Required action 1
Answer these questions using the article on Octavia E. Butler:
(a) In what year was Butler's first novel, Patternmaster, published?
(b) Which short story won Butler her first Hugo award?
(c) To which city did Butler move in 1999?
Required action 2
Write the next part of the article on Octavia E. Butler, picking up after its final sentence.

Who Was Octavia E. Butler? Quotes and Facts About Science Fiction Writer Celebrated in Google Doodle

A Google Doodle is marking what would have been science fiction author Octavia E. Butler’s 71st birthday on Friday, June 22. Butler died in 2006.

Born in Pasadena, California, in 1947, Butler knew early on she wanted to be a writer and refused to let her dyslexia overcome that dream.

According to her Guardian obituary, Butler was shy and six feet tall by the time she was 15. Her father was a shoe shiner who died when she was very young, and her mother was a maid.

She read avidly and wrote often, though it wasn’t until 1976 that her first novel, Patternmaster, was published.

Octavia E Butler Octavia E. Butler appearing on "Charlie Rose" in 2000. That interview is embedded at the bottom of this article. Screengrab Charlie Rose

It was the first in the four-book Patternist series that, according to Goodreads, details “a secret history continuing from the Ancient Egyptian period to the far future that involves telepathic mind control and an extraterrestrial plague.”

But it was her 1979 novel Kindred that became her breakthrough. It tells the complex and gripping story of an African-American woman who jumps back and forth in time between 1970s Los Angeles and an early-19th-century plantation in Maryland on which her ancestor works.

The protagonist must save the life of the plantation’s brutal white slave owner who, it transpires, is also her ancestor, in order to maintain her own existence—even if it means facilitating the horrors he will inevitably commit, such as rape.

In 1984, her short story "Speech Sounds" won Butler her first Hugo award. A year later, her short story collection Bloodchild earned another Hugo as well as the Locus award and the Nebula award.

At the end of the 1980s, Butler published the critically acclaimed Xenogenesis Trilogy, also known as Lilith’s Brood, in which humans and aliens reproduce with each other to survive. In the series were the books Dawn: Xenogenesis, Adulthood Rites and Imago.

A black lesbian, Butler broke the science fiction mold, a writing genre dominated by straight white men.

“For some writers, science fiction serves as means to delve into fantasy. But for Butler, it largely served as a vehicle to address issues facing humanity,” reads her profile on Biography.com. “It was this passionate interest in the human experience that imbued her work with a certain depth and complexity.”

In 1995, Butler was awarded a “genius” grant from the MacArthur Foundation, which made her a fellow. She was the first science fiction author to achieve this.

She later found herself stuck for inspiration. “In 1999, Butler abandoned her native California to move north to Seattle, Washington. She was a perfectionist with her work and spent several years grappling with writer's block,” said Biography.com.

Records shown
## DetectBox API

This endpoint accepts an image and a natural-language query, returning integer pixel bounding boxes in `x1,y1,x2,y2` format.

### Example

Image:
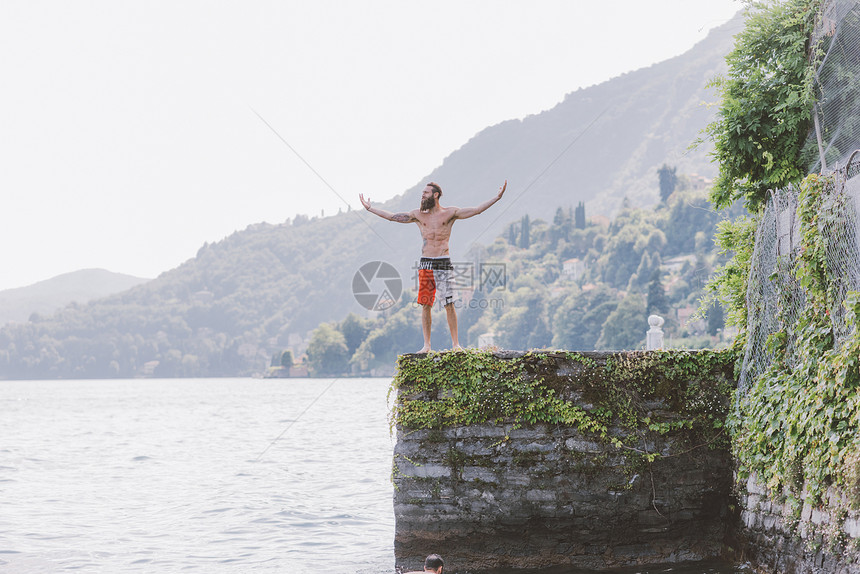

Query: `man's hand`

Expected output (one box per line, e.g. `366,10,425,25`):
358,194,372,211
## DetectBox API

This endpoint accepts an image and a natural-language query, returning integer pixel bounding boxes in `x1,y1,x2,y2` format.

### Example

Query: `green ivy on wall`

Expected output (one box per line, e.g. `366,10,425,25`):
391,350,736,459
730,174,860,505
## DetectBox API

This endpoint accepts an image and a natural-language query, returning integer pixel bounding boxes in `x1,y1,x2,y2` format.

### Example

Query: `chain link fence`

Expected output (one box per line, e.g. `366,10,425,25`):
738,0,860,393
738,153,860,392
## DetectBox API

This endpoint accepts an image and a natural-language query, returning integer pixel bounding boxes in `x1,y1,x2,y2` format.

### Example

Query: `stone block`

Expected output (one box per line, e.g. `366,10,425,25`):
842,517,860,538
451,424,507,439
810,508,830,524
564,438,603,454
525,489,558,502
460,466,499,484
397,459,451,478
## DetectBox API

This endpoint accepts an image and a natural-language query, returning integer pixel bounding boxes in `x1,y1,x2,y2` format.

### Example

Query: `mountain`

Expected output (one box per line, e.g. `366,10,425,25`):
0,269,149,325
0,18,742,378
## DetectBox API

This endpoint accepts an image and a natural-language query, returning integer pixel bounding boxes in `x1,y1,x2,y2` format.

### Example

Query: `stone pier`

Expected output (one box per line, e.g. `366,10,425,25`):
394,352,733,572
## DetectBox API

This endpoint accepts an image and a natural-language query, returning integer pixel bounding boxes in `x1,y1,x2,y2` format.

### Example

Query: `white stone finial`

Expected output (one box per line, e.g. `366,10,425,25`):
645,315,666,351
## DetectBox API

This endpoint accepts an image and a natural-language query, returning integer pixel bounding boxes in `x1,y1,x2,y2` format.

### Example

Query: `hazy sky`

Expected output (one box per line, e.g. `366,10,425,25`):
0,0,743,289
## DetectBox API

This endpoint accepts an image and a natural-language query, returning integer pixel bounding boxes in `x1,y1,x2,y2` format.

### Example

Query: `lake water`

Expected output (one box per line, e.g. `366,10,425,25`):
0,379,735,574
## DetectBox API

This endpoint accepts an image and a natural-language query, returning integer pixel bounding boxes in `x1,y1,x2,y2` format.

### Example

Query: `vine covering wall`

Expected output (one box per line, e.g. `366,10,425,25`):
392,350,735,572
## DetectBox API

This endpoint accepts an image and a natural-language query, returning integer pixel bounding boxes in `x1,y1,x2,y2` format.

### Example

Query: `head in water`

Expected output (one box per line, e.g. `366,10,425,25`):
424,556,445,574
421,181,442,211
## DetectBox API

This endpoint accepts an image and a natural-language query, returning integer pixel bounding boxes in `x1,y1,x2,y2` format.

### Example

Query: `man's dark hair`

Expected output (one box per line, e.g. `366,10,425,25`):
424,556,445,570
427,181,442,199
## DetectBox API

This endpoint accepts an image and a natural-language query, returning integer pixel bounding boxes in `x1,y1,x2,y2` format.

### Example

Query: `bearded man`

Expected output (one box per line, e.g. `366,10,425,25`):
358,180,508,353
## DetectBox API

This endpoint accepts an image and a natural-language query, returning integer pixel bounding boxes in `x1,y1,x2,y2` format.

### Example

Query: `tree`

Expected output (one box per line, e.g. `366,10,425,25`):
307,323,349,376
645,268,669,316
281,349,293,369
574,201,585,229
338,313,371,357
552,284,618,351
708,301,726,336
597,291,648,351
657,163,678,203
520,213,531,249
508,223,518,245
705,0,819,212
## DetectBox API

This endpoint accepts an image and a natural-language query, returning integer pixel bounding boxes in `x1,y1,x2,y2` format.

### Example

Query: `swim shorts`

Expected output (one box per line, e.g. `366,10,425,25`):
418,257,454,306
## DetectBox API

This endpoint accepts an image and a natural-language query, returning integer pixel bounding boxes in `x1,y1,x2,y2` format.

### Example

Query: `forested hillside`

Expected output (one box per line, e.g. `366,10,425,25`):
302,177,741,375
0,18,740,378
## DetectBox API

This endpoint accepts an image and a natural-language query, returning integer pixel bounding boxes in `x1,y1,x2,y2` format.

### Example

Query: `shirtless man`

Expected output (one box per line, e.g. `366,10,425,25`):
358,181,508,353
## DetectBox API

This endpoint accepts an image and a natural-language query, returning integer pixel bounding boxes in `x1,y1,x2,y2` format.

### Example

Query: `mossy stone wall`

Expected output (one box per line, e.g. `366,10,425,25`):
393,352,733,572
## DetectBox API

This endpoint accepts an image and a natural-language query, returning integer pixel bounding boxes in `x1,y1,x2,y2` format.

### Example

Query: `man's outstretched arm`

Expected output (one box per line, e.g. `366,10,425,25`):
358,193,418,223
454,180,508,219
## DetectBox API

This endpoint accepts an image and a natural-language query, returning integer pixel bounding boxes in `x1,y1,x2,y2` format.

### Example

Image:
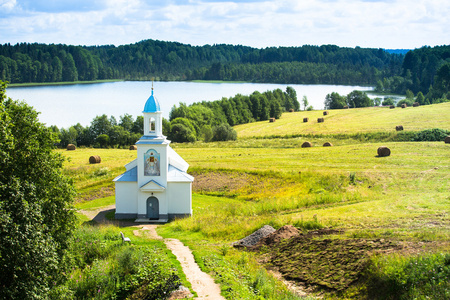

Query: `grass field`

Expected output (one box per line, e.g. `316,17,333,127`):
64,103,450,299
235,102,450,138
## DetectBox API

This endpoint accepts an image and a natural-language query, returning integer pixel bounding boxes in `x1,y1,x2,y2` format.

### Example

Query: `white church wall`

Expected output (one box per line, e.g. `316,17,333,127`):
116,182,138,218
137,191,168,219
167,182,192,217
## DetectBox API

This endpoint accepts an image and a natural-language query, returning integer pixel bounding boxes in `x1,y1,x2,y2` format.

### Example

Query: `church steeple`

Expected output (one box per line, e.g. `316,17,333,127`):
143,82,163,138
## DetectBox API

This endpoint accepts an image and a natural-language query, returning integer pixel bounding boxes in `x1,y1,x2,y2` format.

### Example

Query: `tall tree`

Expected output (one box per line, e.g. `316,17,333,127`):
0,82,75,299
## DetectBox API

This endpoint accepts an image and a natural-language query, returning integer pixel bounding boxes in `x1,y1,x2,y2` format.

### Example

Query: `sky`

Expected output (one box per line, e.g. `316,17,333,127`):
0,0,450,49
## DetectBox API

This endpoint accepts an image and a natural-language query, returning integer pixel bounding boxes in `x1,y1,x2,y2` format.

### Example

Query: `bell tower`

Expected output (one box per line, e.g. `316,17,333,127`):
142,84,165,139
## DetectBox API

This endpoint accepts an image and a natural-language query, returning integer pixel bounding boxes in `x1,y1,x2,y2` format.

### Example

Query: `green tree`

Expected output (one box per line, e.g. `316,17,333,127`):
95,134,109,148
212,123,237,141
416,92,430,105
168,118,197,143
302,96,309,110
347,90,373,107
381,98,394,106
286,86,300,111
0,82,75,299
324,92,347,109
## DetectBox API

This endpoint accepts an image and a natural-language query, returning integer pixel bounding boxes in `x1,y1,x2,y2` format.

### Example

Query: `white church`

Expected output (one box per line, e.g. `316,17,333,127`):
114,87,194,222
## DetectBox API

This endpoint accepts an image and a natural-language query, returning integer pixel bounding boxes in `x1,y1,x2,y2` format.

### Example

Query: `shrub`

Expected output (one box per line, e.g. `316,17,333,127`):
413,128,450,142
212,123,237,142
397,99,414,107
381,98,394,106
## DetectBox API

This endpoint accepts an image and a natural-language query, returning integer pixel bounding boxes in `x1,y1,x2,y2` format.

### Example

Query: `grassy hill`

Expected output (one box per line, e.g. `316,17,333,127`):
235,102,450,138
64,103,450,299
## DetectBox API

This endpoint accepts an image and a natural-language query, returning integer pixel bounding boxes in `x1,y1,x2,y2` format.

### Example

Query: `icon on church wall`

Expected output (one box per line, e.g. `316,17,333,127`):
144,149,161,176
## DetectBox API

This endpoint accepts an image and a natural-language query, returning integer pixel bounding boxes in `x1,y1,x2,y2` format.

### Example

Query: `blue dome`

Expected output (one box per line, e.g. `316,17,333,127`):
143,88,161,113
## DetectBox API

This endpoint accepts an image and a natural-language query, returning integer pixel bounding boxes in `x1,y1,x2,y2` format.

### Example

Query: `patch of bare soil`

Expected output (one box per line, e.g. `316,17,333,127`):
133,225,225,300
192,172,255,192
76,186,115,202
265,230,402,291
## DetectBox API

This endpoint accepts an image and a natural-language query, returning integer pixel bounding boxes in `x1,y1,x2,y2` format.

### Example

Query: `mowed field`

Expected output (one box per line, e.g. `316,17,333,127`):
62,103,450,299
59,103,450,239
235,102,450,138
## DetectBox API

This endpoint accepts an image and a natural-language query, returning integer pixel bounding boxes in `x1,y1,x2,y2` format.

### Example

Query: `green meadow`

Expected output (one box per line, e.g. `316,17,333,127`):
64,103,450,299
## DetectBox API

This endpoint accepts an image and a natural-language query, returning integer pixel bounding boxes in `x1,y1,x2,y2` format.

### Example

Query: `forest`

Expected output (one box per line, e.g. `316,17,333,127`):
54,86,300,148
0,40,450,107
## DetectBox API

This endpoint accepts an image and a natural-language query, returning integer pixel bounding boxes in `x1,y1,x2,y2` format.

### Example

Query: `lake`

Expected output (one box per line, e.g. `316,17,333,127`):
6,81,374,128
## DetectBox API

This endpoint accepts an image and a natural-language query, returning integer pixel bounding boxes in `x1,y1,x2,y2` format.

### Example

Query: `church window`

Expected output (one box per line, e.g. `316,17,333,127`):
150,118,156,132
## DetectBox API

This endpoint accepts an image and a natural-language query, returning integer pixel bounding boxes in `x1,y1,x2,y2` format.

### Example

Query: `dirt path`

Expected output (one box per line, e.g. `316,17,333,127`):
140,225,225,300
79,205,225,300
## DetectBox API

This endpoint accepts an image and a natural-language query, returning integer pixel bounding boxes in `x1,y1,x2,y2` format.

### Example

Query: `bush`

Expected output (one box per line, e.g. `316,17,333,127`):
212,123,237,141
397,99,414,107
413,128,450,142
381,98,394,106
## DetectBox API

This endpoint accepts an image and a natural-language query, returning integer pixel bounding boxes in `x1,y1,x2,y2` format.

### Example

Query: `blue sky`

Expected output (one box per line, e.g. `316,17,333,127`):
0,0,450,49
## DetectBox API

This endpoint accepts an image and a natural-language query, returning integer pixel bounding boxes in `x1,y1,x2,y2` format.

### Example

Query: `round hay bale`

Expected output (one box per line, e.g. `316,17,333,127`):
89,155,102,164
377,146,391,157
302,142,312,148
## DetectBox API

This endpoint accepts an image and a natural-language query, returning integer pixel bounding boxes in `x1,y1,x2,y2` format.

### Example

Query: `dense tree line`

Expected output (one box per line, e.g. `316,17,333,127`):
0,40,403,84
0,40,450,103
164,86,300,142
51,114,144,148
0,81,76,299
51,86,300,148
376,46,450,104
324,90,375,109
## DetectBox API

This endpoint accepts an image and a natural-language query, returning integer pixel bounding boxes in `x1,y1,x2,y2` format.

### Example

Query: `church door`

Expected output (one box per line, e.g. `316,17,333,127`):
147,197,159,220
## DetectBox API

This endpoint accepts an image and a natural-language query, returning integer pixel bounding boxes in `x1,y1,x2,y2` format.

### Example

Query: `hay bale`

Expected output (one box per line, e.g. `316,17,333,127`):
377,146,391,157
302,142,312,148
89,155,102,164
233,225,276,248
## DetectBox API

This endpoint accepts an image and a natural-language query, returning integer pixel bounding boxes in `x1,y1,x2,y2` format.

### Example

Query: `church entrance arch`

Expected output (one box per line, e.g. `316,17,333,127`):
147,196,159,220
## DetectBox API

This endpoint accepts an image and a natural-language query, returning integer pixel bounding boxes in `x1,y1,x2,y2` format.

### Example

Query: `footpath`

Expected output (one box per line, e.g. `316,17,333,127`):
79,205,225,300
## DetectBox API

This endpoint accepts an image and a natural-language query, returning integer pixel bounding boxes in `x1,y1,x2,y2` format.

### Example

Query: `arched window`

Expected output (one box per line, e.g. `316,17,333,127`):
150,118,156,132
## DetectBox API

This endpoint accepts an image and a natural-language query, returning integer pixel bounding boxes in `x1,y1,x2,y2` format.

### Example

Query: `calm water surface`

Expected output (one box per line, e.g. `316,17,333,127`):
6,81,372,128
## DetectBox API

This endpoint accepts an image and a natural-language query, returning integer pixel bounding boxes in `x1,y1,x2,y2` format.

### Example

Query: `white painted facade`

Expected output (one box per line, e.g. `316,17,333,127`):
114,88,194,222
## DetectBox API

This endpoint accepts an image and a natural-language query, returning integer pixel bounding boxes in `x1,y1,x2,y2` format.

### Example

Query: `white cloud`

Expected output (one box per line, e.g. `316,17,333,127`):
0,0,450,48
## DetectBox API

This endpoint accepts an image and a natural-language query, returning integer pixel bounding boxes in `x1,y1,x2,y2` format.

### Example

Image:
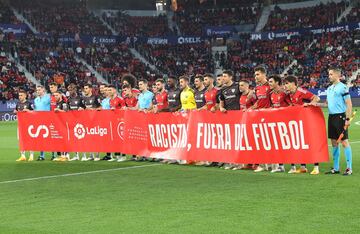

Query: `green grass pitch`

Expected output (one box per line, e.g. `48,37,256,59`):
0,111,360,233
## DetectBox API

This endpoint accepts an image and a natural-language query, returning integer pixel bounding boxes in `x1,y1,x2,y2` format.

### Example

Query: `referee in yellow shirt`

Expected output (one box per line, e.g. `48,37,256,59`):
179,76,196,111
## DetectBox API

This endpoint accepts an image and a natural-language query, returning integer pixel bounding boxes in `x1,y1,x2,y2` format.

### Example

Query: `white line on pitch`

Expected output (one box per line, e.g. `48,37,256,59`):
0,164,162,184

Expected answer 1
(a) 1976
(b) "Speech Sounds"
(c) Seattle, Washington

Expected answer 2
“Her efforts were hampered by her ill health and the medications she took. After starting and discarding numerous projects, Butler wrote her last novel Fledgling (2005), which was an innovative take on the concept of vampires and family structures, the latter being one of her works' prevailing themes.”

After a fall at her Seattle home on February 24, 2006, Butler died.

Via BrainyQuote, here’s a selection of Octavia E. Butler quotes:

At school I was always taller than the rest of my class, and because I was an only child, I was comfortable with adults but shy and awkward with other kids. I was quiet, bookish, and in spite of my size, hopeless at sports. In short, I was different. And even in the earliest grades, I got pounded for it.

My race and sex had a great deal more to do with what people believed I could do than with what I actually could do.

The big talent is persistence.

I wanted to write a novel that would make others feel the history: the pain and fear that black people have had to live through in order to endure.

Tolerance, like any aspect of peace, is forever a work in progress, never completed, and, if we're as intelligent as we like to think we are, never abandoned.

Sometimes being a friend means mastering the art of timing. There is a time for silence. A time to let go and allow people to hurl themselves into their own destiny. And a time to prepare to pick up the pieces when it's all over.

I took classes taught by an elderly woman who wrote children's stories. She was polite about the science fiction and fantasy that I kept handing in, but she finally asked in exasperation, "Can't you write anything normal?"

Most of us, if we're not careful, tend to dehumanize the enemy.

I used to give up writing like some people would give up smoking.

Every story I create, creates me. I write to create myself.